Supplied entries:
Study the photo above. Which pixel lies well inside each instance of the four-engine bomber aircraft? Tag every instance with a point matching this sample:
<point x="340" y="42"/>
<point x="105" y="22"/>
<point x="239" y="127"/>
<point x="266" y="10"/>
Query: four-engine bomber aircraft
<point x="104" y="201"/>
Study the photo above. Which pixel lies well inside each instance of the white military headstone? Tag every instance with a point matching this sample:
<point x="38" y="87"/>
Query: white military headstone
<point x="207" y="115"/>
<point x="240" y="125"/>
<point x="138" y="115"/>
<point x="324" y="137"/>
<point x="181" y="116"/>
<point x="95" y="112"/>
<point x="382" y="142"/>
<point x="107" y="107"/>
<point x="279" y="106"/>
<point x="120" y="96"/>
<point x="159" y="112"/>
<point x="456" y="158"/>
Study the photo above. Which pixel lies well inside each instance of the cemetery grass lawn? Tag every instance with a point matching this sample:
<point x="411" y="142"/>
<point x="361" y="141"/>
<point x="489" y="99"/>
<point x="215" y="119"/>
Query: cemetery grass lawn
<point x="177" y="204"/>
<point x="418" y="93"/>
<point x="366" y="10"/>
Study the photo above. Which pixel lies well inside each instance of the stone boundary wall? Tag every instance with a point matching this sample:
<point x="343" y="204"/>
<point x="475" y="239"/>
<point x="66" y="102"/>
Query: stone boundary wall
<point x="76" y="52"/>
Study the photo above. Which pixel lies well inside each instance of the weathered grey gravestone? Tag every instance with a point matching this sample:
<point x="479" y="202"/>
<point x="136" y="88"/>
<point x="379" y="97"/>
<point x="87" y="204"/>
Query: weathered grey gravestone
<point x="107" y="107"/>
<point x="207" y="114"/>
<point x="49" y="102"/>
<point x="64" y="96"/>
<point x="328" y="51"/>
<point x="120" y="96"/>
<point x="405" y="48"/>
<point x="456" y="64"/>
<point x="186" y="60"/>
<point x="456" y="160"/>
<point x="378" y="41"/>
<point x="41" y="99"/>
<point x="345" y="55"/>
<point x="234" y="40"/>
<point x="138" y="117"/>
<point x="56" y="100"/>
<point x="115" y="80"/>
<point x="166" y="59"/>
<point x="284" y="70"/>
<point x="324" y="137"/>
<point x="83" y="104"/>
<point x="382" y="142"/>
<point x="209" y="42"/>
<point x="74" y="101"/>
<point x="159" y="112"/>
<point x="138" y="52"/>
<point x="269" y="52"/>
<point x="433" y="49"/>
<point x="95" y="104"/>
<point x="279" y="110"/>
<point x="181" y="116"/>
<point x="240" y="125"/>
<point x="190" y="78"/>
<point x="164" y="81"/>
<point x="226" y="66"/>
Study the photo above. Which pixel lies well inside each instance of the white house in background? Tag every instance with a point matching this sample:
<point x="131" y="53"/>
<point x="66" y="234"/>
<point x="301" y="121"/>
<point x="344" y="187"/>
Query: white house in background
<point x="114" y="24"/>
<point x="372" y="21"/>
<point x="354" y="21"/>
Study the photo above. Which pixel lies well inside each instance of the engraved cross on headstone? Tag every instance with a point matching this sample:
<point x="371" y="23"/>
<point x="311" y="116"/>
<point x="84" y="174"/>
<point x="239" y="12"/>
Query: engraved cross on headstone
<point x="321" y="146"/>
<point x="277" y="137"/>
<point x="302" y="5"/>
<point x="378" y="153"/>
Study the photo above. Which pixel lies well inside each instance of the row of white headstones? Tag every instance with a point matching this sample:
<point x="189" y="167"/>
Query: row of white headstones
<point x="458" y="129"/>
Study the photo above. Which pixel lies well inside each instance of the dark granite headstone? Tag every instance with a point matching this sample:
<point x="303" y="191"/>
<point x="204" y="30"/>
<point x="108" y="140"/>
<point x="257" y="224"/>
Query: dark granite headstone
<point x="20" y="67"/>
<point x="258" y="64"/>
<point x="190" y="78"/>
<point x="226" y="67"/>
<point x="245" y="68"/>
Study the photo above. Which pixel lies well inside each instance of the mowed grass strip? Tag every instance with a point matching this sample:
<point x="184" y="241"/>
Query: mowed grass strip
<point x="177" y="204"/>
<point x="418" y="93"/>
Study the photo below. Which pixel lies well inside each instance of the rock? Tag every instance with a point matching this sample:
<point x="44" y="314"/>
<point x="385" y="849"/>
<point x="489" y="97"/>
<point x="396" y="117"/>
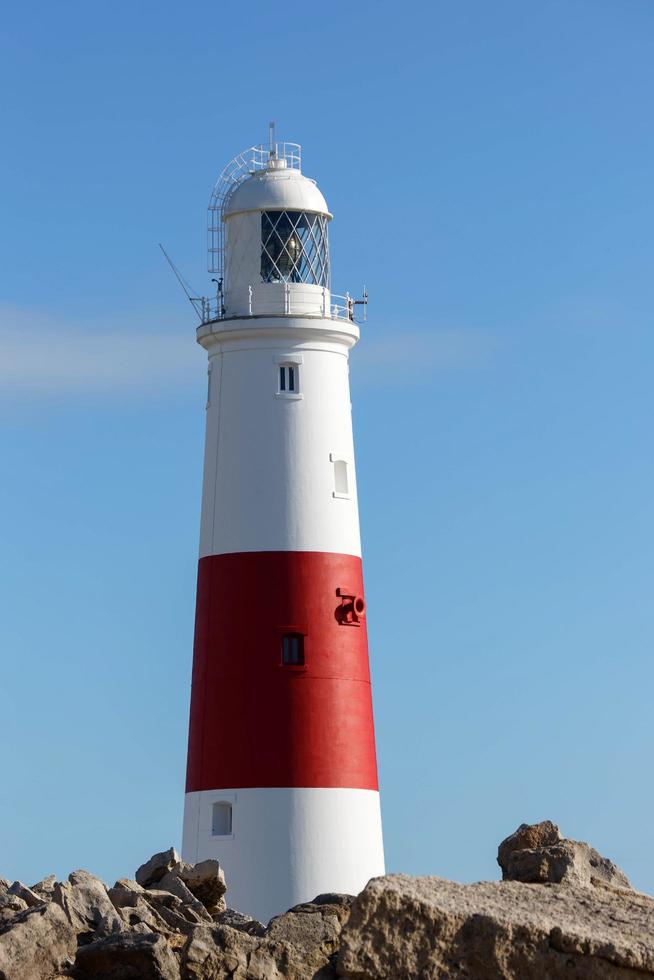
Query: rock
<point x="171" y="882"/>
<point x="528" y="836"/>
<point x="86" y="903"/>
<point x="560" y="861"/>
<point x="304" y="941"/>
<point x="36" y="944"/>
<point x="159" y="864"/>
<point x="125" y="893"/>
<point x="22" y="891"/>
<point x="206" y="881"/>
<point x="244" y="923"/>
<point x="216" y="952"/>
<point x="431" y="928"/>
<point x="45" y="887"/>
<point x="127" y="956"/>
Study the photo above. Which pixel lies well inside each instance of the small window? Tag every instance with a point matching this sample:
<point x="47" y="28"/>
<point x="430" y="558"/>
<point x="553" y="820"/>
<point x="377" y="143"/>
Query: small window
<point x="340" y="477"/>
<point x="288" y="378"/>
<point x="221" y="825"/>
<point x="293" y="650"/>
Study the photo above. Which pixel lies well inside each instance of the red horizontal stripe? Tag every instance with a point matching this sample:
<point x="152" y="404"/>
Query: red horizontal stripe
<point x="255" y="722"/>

Task statement: Find all lines in the records that hold the word "above". Copy them.

Output of the exercise:
Study the photo above. Which pixel lies well inside each instance of the four-engine bomber aircraft? Tag every instance with a point matching this sample:
Study the photo above. Which pixel lies well inside each instance of the white military headstone? Tag every instance with a point matching this sample:
Study the photo above. Which pixel lies well inside each instance of the cemetery grass lawn? Tag every instance with a point matching this sample:
Study the photo above. Which pixel lies well inside each instance of the stone boundary wall? Tag every instance with a point matching this sample:
Study the photo above. Which pixel lies well inside each instance of the weathered grey gravestone? Tag every instance with a point matching this sample:
Study the photo above. Which pixel lies well inside each instance of the white house in background? Tag every instance with a point matching this sample:
Study the photo above. Which pixel lies well inside each instance of the engraved cross on headstone? Tag every instance with a point matching this sample:
Study the photo above. Which pixel lies well inside each instance of the row of white headstones? Tag every instance with a point matching this sample:
Study the photo above. Which pixel lies well inside each instance of the dark granite headstone? Tag every instance with a point matching this sample:
Study the photo above. Which pixel lies well inside each instance of the mowed grass strip? Tag every instance with a point matching this sample:
Study the photo above. Which pixel lies well inside each instance of the small window? Tag every instance with a point matching this sample:
Study the photo above. Which pixel lies well inside each instance of the red horizontal stripe? Tag every instance with a point matching this sample:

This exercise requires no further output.